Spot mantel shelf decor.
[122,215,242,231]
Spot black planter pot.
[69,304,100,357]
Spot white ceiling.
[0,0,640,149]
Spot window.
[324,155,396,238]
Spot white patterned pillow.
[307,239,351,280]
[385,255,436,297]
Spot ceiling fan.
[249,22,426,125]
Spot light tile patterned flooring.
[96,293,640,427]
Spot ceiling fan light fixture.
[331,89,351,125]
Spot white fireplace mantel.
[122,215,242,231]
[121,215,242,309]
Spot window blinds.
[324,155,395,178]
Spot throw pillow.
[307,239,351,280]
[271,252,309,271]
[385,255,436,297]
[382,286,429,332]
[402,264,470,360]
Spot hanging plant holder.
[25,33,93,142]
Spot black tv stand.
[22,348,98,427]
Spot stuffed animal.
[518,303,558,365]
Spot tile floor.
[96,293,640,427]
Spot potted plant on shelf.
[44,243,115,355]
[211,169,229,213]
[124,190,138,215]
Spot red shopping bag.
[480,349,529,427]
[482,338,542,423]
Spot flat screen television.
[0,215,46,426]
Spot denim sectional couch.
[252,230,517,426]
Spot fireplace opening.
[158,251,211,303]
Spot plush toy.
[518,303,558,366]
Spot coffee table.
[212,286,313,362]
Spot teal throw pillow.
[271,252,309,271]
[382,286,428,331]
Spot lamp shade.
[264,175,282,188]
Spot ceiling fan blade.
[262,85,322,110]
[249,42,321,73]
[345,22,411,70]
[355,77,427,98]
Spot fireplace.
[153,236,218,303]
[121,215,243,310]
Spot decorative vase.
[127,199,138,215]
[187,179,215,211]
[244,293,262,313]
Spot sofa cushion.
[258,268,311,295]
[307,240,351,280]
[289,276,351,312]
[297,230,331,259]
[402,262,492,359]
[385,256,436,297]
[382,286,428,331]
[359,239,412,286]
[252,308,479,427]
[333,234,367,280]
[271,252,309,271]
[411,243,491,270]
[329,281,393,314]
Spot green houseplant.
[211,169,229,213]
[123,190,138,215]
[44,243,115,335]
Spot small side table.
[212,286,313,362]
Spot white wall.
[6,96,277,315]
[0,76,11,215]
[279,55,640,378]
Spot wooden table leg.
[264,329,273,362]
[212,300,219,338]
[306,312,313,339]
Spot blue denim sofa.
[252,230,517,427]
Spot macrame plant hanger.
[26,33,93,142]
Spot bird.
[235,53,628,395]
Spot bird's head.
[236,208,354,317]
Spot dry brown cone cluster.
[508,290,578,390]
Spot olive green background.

* _WHAT TO PRODUCE_
Copy out each of the items above word for word, preserving their original order.

* _RESULT FOR THIS EXERCISE_
Spot mantel shelf decor.
[122,215,242,231]
Spot black planter pot.
[69,304,100,357]
Spot white ceiling.
[0,0,640,149]
Spot window.
[324,155,396,238]
Spot white patterned pillow.
[307,239,351,280]
[385,255,436,297]
Spot ceiling fan.
[249,22,426,125]
Spot light tile patterned flooring.
[96,293,640,427]
Spot ceiling fan light fixture.
[331,89,351,125]
Spot white fireplace mantel.
[122,215,242,231]
[121,215,242,309]
Spot window blinds.
[324,155,395,178]
Spot throw pillow.
[307,239,351,280]
[271,252,309,271]
[385,255,436,297]
[382,286,429,332]
[402,264,470,360]
Spot hanging plant holder.
[25,33,93,142]
Spot black tv stand.
[22,348,98,427]
Spot stuffed animal.
[518,303,558,365]
Spot tile floor.
[96,293,640,427]
Spot potted plant on shelf.
[44,243,115,355]
[211,169,229,213]
[124,190,138,215]
Spot red shopping bag.
[480,349,529,427]
[482,338,542,423]
Spot flat screen television.
[0,215,46,426]
Spot denim sectional couch.
[252,230,517,426]
Spot fireplace opening.
[158,251,211,303]
Spot plush toy.
[518,303,558,366]
Spot coffee table.
[212,286,313,362]
Spot teal throw pillow.
[271,252,309,271]
[382,286,428,331]
Spot lamp shade.
[264,175,282,188]
Spot ceiling fan blade.
[262,85,322,110]
[249,42,321,73]
[345,22,411,70]
[355,77,427,98]
Spot fireplace.
[153,236,218,303]
[121,215,243,310]
Spot decorative vase.
[127,199,138,215]
[187,179,215,211]
[244,293,262,313]
Spot sofa cushion.
[258,268,311,295]
[307,240,351,280]
[289,276,351,312]
[297,230,331,259]
[402,262,492,359]
[385,256,436,297]
[382,286,428,331]
[359,239,412,286]
[252,308,479,427]
[333,234,367,280]
[271,252,309,271]
[411,243,491,270]
[329,281,393,314]
Spot green houseplant.
[211,169,229,213]
[123,190,138,215]
[44,243,115,335]
Spot small side table.
[212,286,313,362]
Spot white wall.
[6,96,277,315]
[0,76,11,215]
[279,55,640,378]
Spot wooden table leg.
[264,329,273,362]
[212,300,219,338]
[306,312,313,339]
Spot blue denim sofa.
[252,230,517,427]
Spot macrame plant hanger.
[26,33,93,142]
Spot bird.
[235,53,628,395]
Spot bird's head.
[236,208,354,317]
Spot dry brown cone cluster.
[508,290,578,390]
Spot olive green background.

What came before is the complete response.